>> Begin Selected extract

Sometime after dinner our last night on the isle, the hotel staff informed us we would need to be ready in the reception area for our ride to the ferry at 3:30 a.m.! What!?*&%!!? “Oui, c’est necessaire, le bateau départ à 4:45.”
OK, we don’t want to miss the boat, so we showed up as ordered. The concierge handed us vouchers to a restaurant at the dock where we could get breakfast, and turned us over to our driver, who appeared to be 16 years old and spoke no English.

We drove in silence in his pickup truck through the dark for less than half an hour. Our driver then turned off the ignition and got out of the truck without a word or a hand signal. So, we got out and stood around, sleepily wondering what was happening. After a while, the young man returned and motioned us to get in. He then drove us across the street—I mean, literally, across the street, all of 4 meters—parked, and announced, “OK.” We tumbled groggily out of the cab. Just then, an 8-watt, bluish LED light flicked on, revealing a tiny wooden purser’s booth. Ah. After some confusion, the purser and his assistant found our reservation, our bags were wrangled into stowage, and we were allowed onto the aft deck of the hydrofoil. A few other vazahas joined us in the queue.

>> End Selected extract
>> Begin Information provided

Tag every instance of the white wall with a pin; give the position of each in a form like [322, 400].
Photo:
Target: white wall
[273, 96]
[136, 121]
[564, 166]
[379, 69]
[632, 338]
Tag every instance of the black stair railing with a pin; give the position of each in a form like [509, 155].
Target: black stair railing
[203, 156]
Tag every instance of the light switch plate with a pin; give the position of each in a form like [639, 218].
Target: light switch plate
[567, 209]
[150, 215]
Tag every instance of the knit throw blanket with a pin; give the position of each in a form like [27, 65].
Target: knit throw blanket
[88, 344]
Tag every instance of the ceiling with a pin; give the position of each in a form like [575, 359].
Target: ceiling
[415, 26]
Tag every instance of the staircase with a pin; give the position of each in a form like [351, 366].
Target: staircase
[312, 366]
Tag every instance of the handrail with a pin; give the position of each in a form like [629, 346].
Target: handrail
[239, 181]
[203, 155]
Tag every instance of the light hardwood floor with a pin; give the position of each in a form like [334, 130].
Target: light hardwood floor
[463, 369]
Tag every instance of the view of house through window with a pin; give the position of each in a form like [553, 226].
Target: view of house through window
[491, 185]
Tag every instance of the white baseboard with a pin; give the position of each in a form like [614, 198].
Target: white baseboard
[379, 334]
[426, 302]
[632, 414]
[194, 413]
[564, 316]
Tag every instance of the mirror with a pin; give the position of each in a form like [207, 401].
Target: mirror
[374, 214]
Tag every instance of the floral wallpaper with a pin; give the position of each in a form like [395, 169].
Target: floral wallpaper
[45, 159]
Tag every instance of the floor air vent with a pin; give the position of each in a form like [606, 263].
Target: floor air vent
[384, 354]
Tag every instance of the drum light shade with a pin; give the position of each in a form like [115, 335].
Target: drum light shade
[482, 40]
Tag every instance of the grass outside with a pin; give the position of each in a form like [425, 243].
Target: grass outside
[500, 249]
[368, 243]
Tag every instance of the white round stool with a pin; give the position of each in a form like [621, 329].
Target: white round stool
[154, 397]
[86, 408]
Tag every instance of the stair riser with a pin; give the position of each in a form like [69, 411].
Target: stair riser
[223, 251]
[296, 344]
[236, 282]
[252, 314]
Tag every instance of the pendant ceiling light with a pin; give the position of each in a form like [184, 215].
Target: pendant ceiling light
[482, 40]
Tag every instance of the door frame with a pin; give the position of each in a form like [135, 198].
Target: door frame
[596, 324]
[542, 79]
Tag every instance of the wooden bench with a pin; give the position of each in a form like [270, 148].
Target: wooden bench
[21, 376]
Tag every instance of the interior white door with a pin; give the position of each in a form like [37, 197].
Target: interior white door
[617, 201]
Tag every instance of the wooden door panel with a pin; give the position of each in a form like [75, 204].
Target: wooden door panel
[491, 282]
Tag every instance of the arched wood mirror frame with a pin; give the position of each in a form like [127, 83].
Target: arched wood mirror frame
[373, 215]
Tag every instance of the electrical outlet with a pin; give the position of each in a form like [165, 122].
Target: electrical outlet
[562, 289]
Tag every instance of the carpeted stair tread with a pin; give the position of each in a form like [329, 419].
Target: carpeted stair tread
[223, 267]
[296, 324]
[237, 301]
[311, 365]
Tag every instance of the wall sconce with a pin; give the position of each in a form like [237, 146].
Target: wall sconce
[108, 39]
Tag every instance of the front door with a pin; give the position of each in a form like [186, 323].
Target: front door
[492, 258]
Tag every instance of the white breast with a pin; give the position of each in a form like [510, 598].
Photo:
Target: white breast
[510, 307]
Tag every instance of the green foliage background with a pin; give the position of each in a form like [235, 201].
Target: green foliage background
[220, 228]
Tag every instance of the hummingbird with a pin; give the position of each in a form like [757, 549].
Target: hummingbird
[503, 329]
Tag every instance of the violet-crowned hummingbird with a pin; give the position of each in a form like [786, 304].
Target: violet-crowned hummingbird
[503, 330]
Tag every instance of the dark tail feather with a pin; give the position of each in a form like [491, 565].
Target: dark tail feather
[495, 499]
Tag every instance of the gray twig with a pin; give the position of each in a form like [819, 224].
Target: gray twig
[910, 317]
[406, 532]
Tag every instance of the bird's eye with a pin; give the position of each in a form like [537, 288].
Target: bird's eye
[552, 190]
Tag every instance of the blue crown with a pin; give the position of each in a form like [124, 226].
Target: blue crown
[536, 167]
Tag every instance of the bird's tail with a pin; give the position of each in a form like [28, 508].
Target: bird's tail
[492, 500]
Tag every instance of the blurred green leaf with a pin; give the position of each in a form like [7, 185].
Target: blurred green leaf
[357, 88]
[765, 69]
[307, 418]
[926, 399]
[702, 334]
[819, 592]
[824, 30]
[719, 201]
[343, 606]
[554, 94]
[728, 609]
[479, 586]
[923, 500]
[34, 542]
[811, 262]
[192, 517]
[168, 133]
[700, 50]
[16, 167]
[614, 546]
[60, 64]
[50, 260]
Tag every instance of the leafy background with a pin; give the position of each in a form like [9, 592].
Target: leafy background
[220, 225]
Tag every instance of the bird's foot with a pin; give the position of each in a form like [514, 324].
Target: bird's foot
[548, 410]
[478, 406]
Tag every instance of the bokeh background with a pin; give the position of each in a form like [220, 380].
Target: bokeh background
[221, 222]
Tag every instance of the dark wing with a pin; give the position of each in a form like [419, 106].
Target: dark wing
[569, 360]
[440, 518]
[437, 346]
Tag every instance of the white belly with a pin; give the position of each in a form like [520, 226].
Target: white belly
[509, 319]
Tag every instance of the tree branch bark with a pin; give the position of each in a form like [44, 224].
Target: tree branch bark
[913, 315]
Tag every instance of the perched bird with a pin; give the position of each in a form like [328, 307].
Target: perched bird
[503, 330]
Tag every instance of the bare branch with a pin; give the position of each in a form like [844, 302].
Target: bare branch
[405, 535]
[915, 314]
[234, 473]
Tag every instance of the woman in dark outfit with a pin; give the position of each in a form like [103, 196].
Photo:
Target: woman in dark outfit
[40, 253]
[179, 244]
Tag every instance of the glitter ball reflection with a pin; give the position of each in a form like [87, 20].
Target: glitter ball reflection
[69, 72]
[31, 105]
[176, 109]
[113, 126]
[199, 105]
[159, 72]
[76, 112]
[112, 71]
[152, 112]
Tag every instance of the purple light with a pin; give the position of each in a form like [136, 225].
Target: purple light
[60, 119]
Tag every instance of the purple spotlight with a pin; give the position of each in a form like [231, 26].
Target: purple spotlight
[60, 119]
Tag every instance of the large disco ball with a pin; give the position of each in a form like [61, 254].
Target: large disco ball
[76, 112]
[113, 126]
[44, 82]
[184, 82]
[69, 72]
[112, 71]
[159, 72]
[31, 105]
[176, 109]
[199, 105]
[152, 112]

>> End Information provided

• _Exercises to complete_:
• a. Please list every job title or staff role held by the people who handle the travelers in the account of the early ferry departure.
• b. Go on with the account of the early ferry departure, starting after its final sentence.

• _Written answers_:
• a. hotel staff, concierge, driver, purser, purser's assistant

• b.
After half an hour or so, a crewman opened the cabin and let us in to find seats. Of course, we all thought we’d be leaving any minute, but after sitting there in the dark for nearly an hour, another crewman told us we all needed to get off the boat. By this time, there was a glimmer of light, so I ventured back onto land to find the reputed breakfast shop. It was closed for the day. There was a street vendor selling mofo gasy, the Madagascar version of fry-bread—not exactly a wholesome meal, but better than nothing.
When I returned to the boat, the crew had just decided to let the few of us waiting back into the passenger deck. Karel sat in one of the rows, while I stretched out on a bench at the front.
Sometime around 7:30 they turned the engines on; an encouraging development. But the ferry remained motionless.
Suddenly, at 7:45 a.m. the aft doors were flung wide and some 40 or 50 locals poured through them and into the rows of seats. Clearly, they all knew something we didn’t. The doors slammed shut and we were off.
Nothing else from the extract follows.